• **What is expected**:
Resume the programming-contest editorial below, carrying on its "1208E — Let them slide" explanation from its final sentence.

• **Text segment**:
>> Begin
1208A — XORinacci
The sequence is $$$a$$$, $$$b$$$, $$$a\oplus b$$$, $$$a$$$, $$$b$$$, $$$a\oplus b$$$ $$$\cdots$$$
Since, the sequence has a period of $$$3$$$, $$$f[i] = f[i \mod 3]$$$.
1208B — Uniqueness
After removing a sub-segment, a prefix and a suffix remain, possibly of length $$$0$$$. Let us fix the prefix which does not contain any duplicate elements and find the maximum suffix we can get without repeating the elements. We can use map/set to keep track of the elements.
Time complexity: $$$O(n^2 \cdot log(n))$$$
1208C — Magic Grid
Divide the grid into four quadrants. Assign distinct integers to the first quadrant from $$$0$$$ to $$$(\frac{N^2}{4} - 1)$$$. Copy this quadrant to the other three. This way XOR of each row and column becomes $$$0$$$.
Now, to make numbers distinct among the quadrants, multiply the numbers by $$$4$$$. Add $$$1$$$, $$$2$$$, and $$$3$$$ to the numbers in $$$1^{st}$$$, $$$2^{nd}$$$ and $$$3^{rd}$$$ quadrants respectively. The XOR of each row and column would still remain $$$0$$$ as $$$N/2$$$ is also even but the elements will become distinct while being in the range $$$[0, N^2-1].$$$
Another approach in this problem is to use a $$$ 4 \times 4$$$ grid given in the sample itself and replicate it in $$$N \times N$$$ grid by adding $$$16, 32, 48 \cdots $$$ to make the elements distinct.
Of course, there are multiple ways to solve the problem. These are just a few of them.
1208D — Restore Permutation
Approach 1
Let us fill the array with numbers from $$$1$$$ to $$$N$$$ in increasing order.
$$$1$$$ will lie at the last index $$$i$$$ such that $$$s_{i} = 0$$$. Find and remove this index $$$i$$$ from the array and for all indices greater than $$$i$$$, reduce their $$$s_{i}$$$ values by $$$1$$$. Repeat this process for numbers $$$2, 3, ...N$$$. In the $$$i^{th}$$$ turn, reduce the elements by $$$i$$$.
To find the last index with value zero, we can use segment tree to get range minimum query with lazy propagation.
Time complexity: $$$O(N \cdot log(N))$$$
Approach 2
For every i from $$$N$$$ to 1, let's say the value of the $$$s_{i}$$$ is x. So it means there are $$$k$$$ smallest unused numbers whose sum is $$$x$$$. We simply put the $$$k+1$$$st number in the output permutation at this $$$i$$$, and continue to move left. This can be implemented using BIT and binary lifting.
Thanks to real.emerald for expressing the solution in the above words.
1208E — Let them slide
For every array $$$i$$$ from $$$1$$$ to $$$N$$$, let us maintain 2 pointers $$$L[i]$$$ and $$$R[i]$$$, representing the range of elements in $$$i_{th}$$$ array, that can be accessed by the current column index $$$j$$$.
Initially all $$$L[i]$$$ and $$$R[i]$$$ would be set equal to 0.
>> End
• **Information supplied**:
>> Begin
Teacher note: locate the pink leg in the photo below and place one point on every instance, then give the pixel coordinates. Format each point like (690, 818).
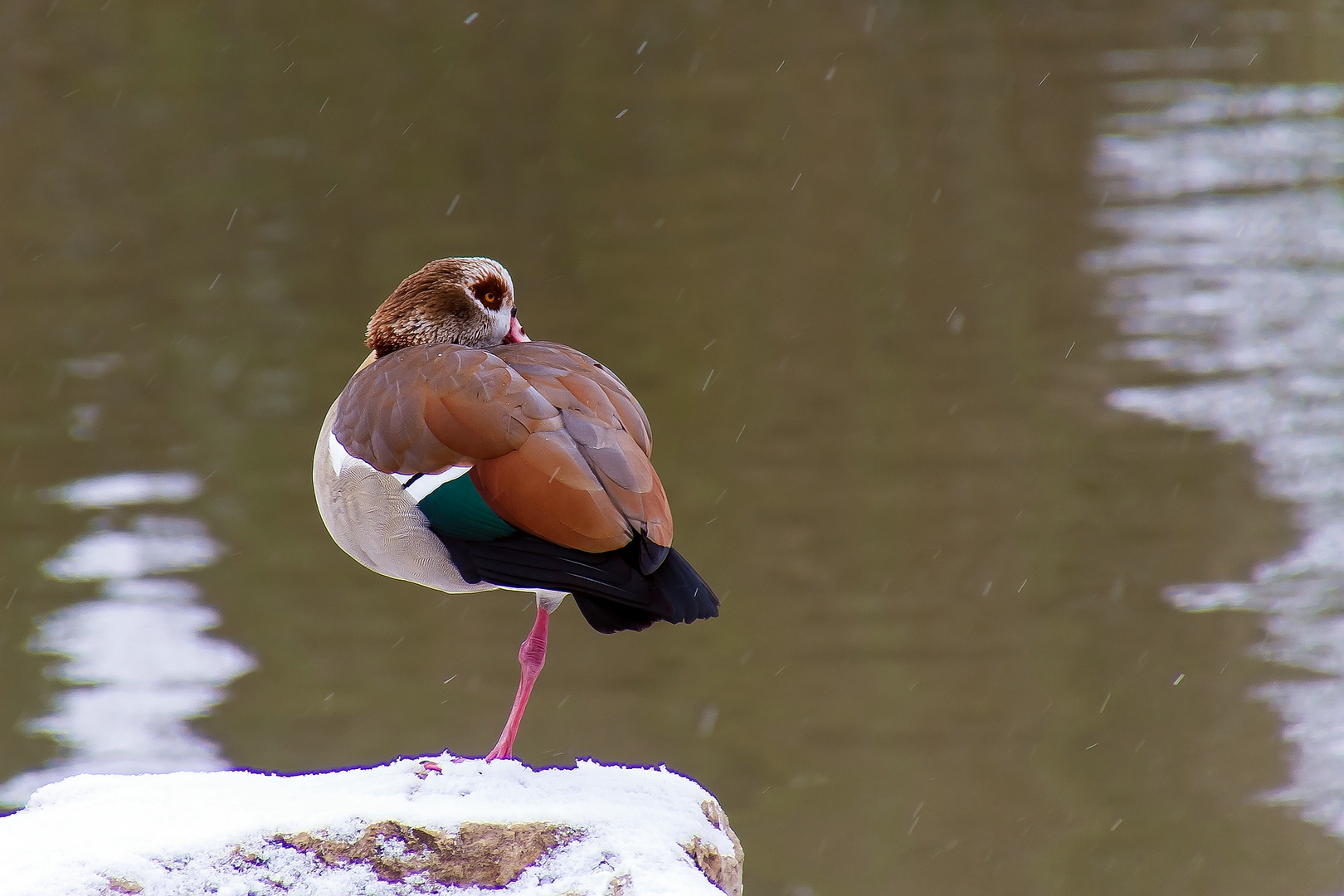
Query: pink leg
(533, 657)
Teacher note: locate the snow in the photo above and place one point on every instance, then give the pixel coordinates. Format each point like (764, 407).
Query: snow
(621, 830)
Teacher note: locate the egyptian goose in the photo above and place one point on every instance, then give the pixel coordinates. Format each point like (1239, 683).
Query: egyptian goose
(464, 457)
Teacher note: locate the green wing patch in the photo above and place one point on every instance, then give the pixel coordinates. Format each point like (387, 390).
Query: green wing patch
(457, 511)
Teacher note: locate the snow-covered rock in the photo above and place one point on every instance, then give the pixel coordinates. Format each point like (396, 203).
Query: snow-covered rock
(411, 826)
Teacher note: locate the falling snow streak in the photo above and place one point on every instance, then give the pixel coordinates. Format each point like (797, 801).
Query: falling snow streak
(1229, 268)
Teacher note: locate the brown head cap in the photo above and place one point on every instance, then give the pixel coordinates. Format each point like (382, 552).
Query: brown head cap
(464, 301)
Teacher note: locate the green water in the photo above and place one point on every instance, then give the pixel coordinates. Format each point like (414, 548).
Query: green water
(832, 249)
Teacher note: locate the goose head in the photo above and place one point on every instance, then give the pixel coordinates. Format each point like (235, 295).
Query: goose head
(464, 301)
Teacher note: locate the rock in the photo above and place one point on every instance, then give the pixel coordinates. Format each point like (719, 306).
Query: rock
(413, 826)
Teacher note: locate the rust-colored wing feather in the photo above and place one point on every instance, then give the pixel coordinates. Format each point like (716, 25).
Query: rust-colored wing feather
(558, 445)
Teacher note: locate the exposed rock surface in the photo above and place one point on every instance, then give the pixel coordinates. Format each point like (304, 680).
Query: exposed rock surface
(455, 828)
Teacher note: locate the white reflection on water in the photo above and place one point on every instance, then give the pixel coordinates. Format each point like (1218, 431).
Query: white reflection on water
(138, 660)
(1230, 266)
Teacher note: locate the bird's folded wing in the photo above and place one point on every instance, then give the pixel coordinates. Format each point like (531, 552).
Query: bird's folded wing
(557, 444)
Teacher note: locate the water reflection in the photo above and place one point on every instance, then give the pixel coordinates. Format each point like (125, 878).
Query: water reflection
(1229, 269)
(138, 660)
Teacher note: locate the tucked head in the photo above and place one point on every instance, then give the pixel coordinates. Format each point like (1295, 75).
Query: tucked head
(464, 301)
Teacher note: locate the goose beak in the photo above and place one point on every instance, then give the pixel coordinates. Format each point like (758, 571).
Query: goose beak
(515, 332)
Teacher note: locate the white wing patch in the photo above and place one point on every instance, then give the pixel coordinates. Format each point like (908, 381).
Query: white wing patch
(426, 484)
(421, 486)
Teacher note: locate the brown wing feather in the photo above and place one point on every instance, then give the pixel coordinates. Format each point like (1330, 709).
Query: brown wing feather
(561, 448)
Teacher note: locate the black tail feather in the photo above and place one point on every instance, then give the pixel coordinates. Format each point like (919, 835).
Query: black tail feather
(611, 590)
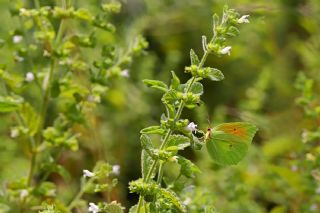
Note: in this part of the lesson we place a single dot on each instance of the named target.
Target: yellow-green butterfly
>> End
• **The response**:
As we move from $$$j_{th}$$$ index to $$$(j+1)_{th}$$$ index, some $$$L[i]$$$ and $$$R[i]$$$ would change. Specifically, all those arrays which have $$$size \ge min(j,W-j-1)$$$ would have their $$$L[i]$$$ and $$$R[i]$$$ change.
Since overall movement of $$$L[i]$$$ and $$$R[i]$$$ would be equal to $$$2 \cdot$$$ size_of_array($$$i$$$). Overall change would be of order of $$$O(\sum a[i])$$$. For every array we need range max query in $$$(L[i], R[i])$$$.
We can use multisets/ segment trees/ deques to update the answers corresponding to an array if its $$$L[i], R[i]$$$ changes. This way we can get complexity $$$O(N)$$$ or $$$O(N \cdot log(N))$$$ depending upon implementation.
1208F — Bits And Pieces
The idea is to first fix some $$$a[i]$$$ and try to get the bits which are off in $$$a[i]$$$ from any $$$2$$$ elements to the right of $$$i$$$. Since, we need to maximize the value, we will try to get higher bits first. What we need now is, for every number $$$x$$$ from $$$0$$$ to $$$2^{21}-1$$$, the $$$2$$$ right most positions such that the bits present in $$$x$$$ are also present in the elements on those positions. This can be done by iterating over submasks(slow) or SOS-DP(fast).
Once we process the positions for every $$$x$$$, let us fix some $$$a[i]$$$ and iterate over the bits which are off in $$$a[i]$$$ from the highest to the lowest. Lets say the current maximum we have got is $$$w$$$ and we are going to consider the $$$y^{th}$$$ bit. We can get this bit if the $$$2$$$ positions for $$$w|2^{y}$$$ are to the right of $$$i$$$ else we can not.
The final answer would be the maximum of $$$a[i]|w$$$ over all $$$i$$$ from $$$1$$$ to $$$N$$$.
Time complexity $$$O((M+N)\cdot logM)$$$ where $$$M$$$ is the max element in the array.
1208G — Polygons
If we choose a polygon with side length $$$l$$$, it is profitable to choose polygons with side lengths as divisors of $$$l$$$ as well, because this will not increase the answer.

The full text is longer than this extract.